--- EXCERPTED DATA ---

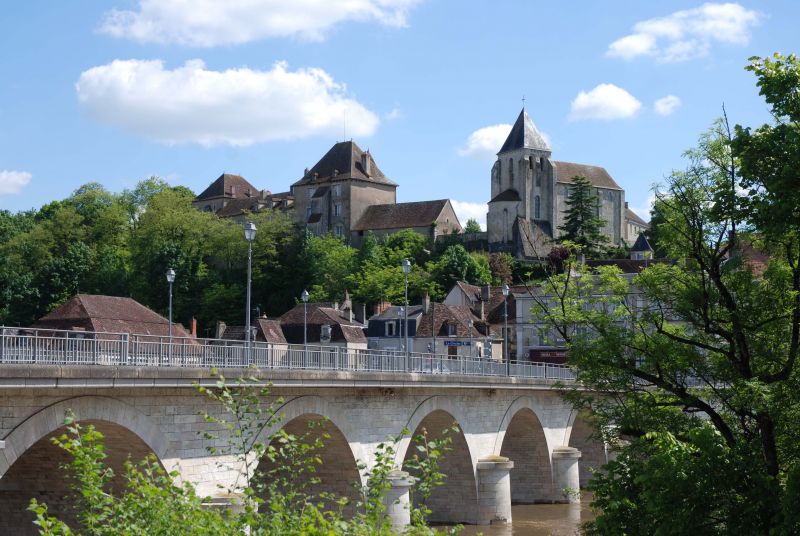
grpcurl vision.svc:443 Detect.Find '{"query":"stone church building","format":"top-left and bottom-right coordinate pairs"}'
top-left (487, 109), bottom-right (627, 259)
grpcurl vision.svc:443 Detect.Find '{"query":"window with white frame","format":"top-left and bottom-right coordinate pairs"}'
top-left (386, 322), bottom-right (396, 336)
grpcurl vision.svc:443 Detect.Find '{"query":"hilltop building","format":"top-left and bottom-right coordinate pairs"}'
top-left (192, 173), bottom-right (293, 221)
top-left (487, 108), bottom-right (646, 259)
top-left (291, 140), bottom-right (462, 243)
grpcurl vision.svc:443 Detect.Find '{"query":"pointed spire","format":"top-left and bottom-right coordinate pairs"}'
top-left (498, 108), bottom-right (550, 154)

---

### TASK DIRECTIONS
Down to the last line, return the entries above exactly, with no pictures.

### PROBLEM SOLUTION
grpcurl vision.svc:443 Detect.Find '{"query":"stone church building","format":"top-left and bottom-right coordinate pairs"}'
top-left (487, 109), bottom-right (627, 259)
grpcurl vision.svc:443 Detect.Find '{"query":"window with white frame","format":"top-left and bottom-right coordinate pairs"}'
top-left (386, 322), bottom-right (396, 336)
grpcurl vision.svc:443 Detect.Find '{"query":"hilltop building","format":"top-left and bottom-right coordinate pairs"}'
top-left (192, 173), bottom-right (293, 221)
top-left (487, 108), bottom-right (646, 259)
top-left (291, 140), bottom-right (462, 243)
grpcurl vision.svc:443 Detect.Find '{"query":"pointed spire","format":"top-left and bottom-right coordinate pairs"}'
top-left (498, 108), bottom-right (550, 154)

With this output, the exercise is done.